Problem requirements
Retype the passage from the Ian McGinnis text, everything from "Personal information" down to "(Manhattan, New York)", word for word.

Ian McGinnis

Personal information
- Born: September 27, 1978 (age 47)
- Nationality: American
- Listed height: 6 ft 8 in (2.03 m)
- Listed weight: 245 lb (111 kg)

Career information
- High school: Collegiate School (Manhattan, New York)
- College: Dartmouth (1997–2001)
- NBA draft: 2001: undrafted
- Position: Center

Career highlights
- NCAA rebounding leader (1999);

= Ian McGinnis =

American basketball player (born 1978)

Ian McGinnis (born September 27, 1978) is an American former basketball player for Dartmouth College's men's basketball team. He is best known for leading NCAA Division I in rebounding during his sophomore season in 1998–99. He averaged 12.2 rebounds per game and was the first Dartmouth player to average a double-digit number of rebounds in 38 years. To date, McGinnis is the only Dartmouth player to have ever led the nation in this statistical category.

Data
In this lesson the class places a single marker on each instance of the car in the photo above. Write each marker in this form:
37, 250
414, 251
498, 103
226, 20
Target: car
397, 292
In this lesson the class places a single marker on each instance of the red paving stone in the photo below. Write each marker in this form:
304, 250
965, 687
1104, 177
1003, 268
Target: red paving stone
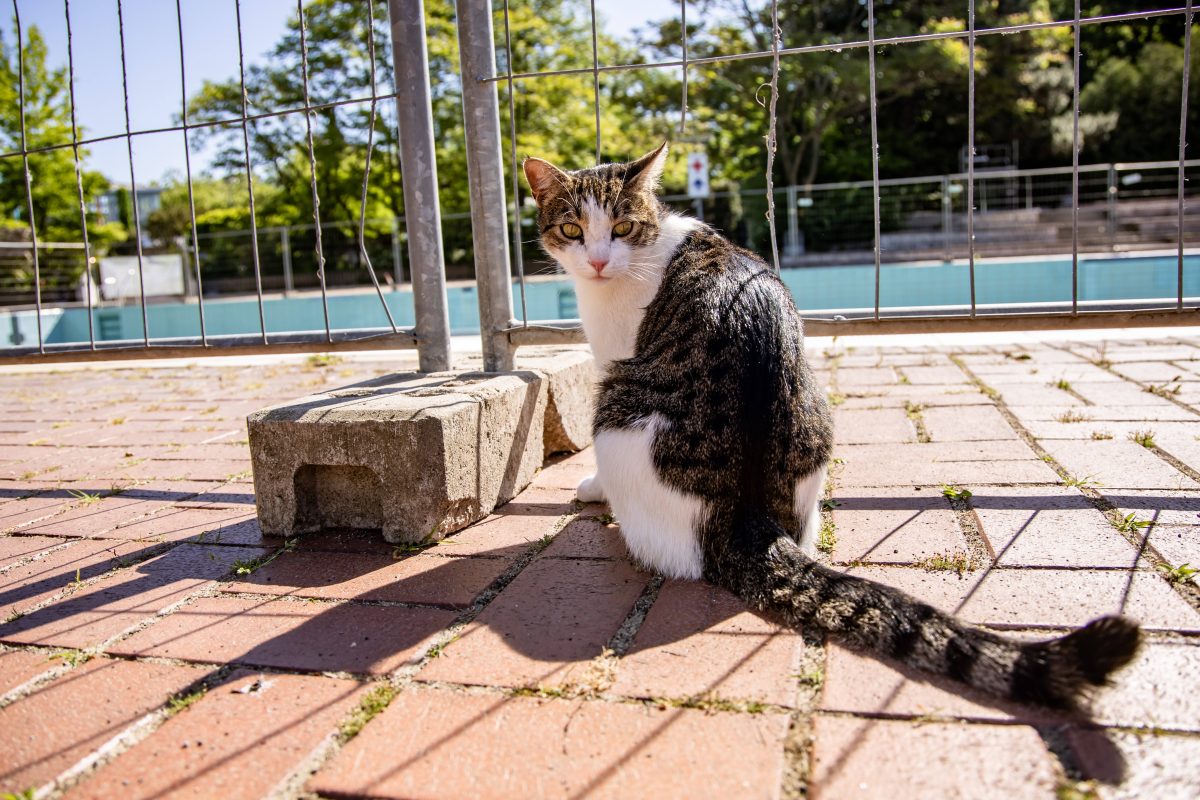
100, 611
894, 524
423, 578
1117, 464
18, 667
699, 641
51, 731
1049, 525
935, 463
510, 530
303, 636
966, 423
1044, 597
545, 627
887, 759
15, 548
565, 749
873, 426
241, 739
1060, 564
1135, 765
588, 537
172, 524
34, 582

Result below
Personal information
- Born: September 27, 1978 (age 47)
- Nationality: American
- Listed height: 6 ft 8 in (2.03 m)
- Listed weight: 245 lb (111 kg)

Career information
- High school: Collegiate School (Manhattan, New York)